Short exercise ▸ Pick out and copy every line of the records that contains the string "shadow", treating case as significant.

Extracted information ▸
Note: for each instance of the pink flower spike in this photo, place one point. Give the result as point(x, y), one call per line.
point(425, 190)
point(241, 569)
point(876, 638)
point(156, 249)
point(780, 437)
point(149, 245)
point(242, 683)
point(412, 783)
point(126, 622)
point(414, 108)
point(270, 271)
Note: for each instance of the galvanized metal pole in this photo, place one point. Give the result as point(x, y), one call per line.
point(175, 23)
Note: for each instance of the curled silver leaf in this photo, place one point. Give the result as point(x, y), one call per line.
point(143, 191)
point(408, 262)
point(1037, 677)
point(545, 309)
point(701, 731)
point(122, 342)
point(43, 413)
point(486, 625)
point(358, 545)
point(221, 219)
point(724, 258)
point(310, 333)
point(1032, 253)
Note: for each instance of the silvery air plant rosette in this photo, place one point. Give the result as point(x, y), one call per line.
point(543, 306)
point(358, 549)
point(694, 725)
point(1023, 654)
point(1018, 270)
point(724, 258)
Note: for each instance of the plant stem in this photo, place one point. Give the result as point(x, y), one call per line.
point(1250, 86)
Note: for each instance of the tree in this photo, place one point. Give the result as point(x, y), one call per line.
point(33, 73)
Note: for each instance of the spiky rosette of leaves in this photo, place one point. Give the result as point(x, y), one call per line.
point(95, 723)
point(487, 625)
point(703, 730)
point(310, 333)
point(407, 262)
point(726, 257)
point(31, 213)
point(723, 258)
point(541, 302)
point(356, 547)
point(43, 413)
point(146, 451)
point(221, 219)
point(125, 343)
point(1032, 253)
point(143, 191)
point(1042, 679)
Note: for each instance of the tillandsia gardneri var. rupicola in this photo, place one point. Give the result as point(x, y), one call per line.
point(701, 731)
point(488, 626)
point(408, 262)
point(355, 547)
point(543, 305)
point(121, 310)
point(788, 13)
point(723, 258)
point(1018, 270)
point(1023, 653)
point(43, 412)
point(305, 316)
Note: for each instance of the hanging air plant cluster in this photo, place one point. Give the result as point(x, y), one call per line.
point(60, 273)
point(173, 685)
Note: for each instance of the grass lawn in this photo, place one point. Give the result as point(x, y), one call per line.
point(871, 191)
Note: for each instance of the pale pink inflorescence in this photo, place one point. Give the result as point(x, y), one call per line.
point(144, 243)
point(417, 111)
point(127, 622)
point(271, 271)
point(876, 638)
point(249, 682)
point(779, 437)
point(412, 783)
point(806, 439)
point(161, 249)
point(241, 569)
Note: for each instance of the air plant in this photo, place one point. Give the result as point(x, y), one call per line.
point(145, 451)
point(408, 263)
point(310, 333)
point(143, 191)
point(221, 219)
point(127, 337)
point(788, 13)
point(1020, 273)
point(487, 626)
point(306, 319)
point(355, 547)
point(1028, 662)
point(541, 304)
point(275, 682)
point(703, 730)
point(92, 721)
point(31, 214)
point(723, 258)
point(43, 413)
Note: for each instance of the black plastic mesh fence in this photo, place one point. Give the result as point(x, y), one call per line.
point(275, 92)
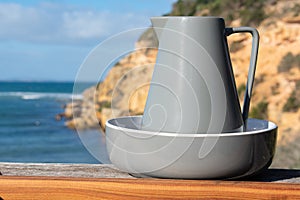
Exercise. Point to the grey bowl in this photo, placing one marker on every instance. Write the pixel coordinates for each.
(190, 156)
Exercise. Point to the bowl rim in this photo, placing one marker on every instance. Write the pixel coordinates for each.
(108, 124)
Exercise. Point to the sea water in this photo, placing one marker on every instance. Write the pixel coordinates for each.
(29, 131)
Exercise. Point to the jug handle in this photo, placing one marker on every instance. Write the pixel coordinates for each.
(252, 66)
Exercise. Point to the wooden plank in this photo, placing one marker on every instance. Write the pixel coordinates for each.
(13, 187)
(109, 171)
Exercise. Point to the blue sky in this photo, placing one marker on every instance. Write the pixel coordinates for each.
(48, 40)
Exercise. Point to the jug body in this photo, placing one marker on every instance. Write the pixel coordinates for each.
(192, 88)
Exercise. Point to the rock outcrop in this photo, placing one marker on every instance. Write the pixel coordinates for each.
(277, 80)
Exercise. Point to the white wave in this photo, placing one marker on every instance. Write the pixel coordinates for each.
(41, 95)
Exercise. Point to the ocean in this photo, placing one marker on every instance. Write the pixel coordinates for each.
(29, 131)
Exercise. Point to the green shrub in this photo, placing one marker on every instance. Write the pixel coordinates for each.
(251, 12)
(260, 111)
(292, 104)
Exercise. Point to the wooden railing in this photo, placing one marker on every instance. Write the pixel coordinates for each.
(93, 181)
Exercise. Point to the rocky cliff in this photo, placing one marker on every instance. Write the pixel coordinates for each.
(276, 94)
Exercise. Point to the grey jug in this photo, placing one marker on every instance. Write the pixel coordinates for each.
(193, 88)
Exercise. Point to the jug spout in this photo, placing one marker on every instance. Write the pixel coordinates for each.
(158, 24)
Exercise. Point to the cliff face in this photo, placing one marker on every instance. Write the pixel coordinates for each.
(276, 89)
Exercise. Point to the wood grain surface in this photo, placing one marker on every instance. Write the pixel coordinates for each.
(16, 187)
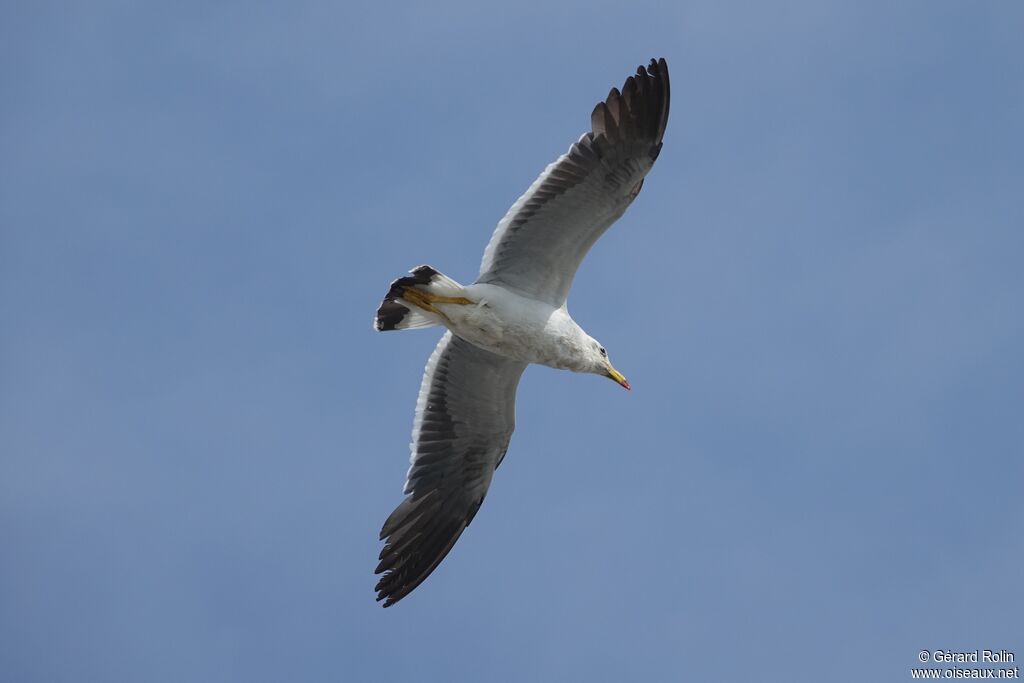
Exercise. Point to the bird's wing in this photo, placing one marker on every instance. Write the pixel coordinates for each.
(464, 420)
(539, 244)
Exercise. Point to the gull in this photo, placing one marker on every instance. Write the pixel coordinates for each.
(514, 314)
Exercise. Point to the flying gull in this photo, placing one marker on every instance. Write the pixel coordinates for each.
(512, 315)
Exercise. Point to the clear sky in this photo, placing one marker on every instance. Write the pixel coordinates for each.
(816, 297)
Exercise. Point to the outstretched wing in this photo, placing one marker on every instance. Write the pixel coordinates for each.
(464, 420)
(540, 243)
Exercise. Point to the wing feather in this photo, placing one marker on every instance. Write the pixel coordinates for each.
(464, 420)
(539, 245)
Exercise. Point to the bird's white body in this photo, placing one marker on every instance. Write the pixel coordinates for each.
(520, 328)
(514, 314)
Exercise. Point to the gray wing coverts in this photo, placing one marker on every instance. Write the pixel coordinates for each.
(464, 422)
(466, 410)
(542, 240)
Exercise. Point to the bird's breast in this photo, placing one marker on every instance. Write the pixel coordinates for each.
(509, 325)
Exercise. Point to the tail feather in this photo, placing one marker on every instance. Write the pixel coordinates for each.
(397, 313)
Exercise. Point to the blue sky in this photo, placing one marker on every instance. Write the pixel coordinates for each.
(816, 299)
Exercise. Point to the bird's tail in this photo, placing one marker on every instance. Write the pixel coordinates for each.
(410, 302)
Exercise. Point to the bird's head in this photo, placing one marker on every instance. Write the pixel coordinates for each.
(599, 364)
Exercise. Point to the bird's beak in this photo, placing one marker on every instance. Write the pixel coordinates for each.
(617, 376)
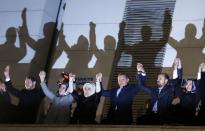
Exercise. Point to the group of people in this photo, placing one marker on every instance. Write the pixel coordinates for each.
(176, 100)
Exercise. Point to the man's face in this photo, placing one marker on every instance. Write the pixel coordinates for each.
(88, 91)
(2, 87)
(188, 85)
(29, 84)
(122, 80)
(161, 80)
(62, 89)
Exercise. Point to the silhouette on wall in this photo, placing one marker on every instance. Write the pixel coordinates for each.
(148, 51)
(79, 54)
(41, 47)
(9, 53)
(104, 57)
(190, 49)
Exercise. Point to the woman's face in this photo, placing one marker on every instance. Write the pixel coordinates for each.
(188, 85)
(2, 87)
(62, 89)
(88, 91)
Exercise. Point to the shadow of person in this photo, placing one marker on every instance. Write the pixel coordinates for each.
(41, 47)
(104, 57)
(9, 52)
(79, 54)
(148, 51)
(190, 49)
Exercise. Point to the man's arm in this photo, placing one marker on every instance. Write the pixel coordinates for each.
(98, 82)
(141, 78)
(71, 85)
(8, 83)
(44, 87)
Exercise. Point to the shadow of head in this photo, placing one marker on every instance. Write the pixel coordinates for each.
(48, 29)
(109, 43)
(190, 31)
(146, 33)
(83, 43)
(11, 35)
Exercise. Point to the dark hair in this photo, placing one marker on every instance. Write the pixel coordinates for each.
(194, 85)
(64, 83)
(165, 75)
(123, 74)
(33, 79)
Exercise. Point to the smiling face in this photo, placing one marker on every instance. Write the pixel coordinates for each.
(29, 83)
(123, 80)
(88, 89)
(188, 85)
(161, 80)
(62, 89)
(2, 87)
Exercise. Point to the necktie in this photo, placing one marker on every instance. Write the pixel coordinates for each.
(118, 91)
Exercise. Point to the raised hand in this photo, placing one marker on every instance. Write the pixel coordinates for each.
(23, 15)
(140, 67)
(203, 67)
(92, 24)
(99, 77)
(71, 77)
(177, 63)
(7, 71)
(42, 76)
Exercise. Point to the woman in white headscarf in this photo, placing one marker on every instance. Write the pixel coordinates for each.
(87, 103)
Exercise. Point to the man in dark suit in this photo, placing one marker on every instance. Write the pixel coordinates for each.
(29, 98)
(161, 97)
(201, 91)
(121, 98)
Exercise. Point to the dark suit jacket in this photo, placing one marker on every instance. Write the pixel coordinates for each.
(164, 98)
(29, 101)
(120, 111)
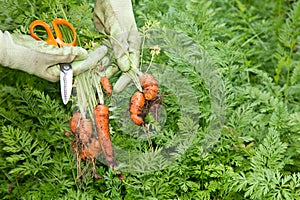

Response to this task ▸
Exercise. Point to the shadow of person in this photo, placing one marker on every instance. Write the pixel coordinates for each.
Exercise. Point to the shadow of head in this photo, placing one marker on every instance. Write the pixel coordinates for each.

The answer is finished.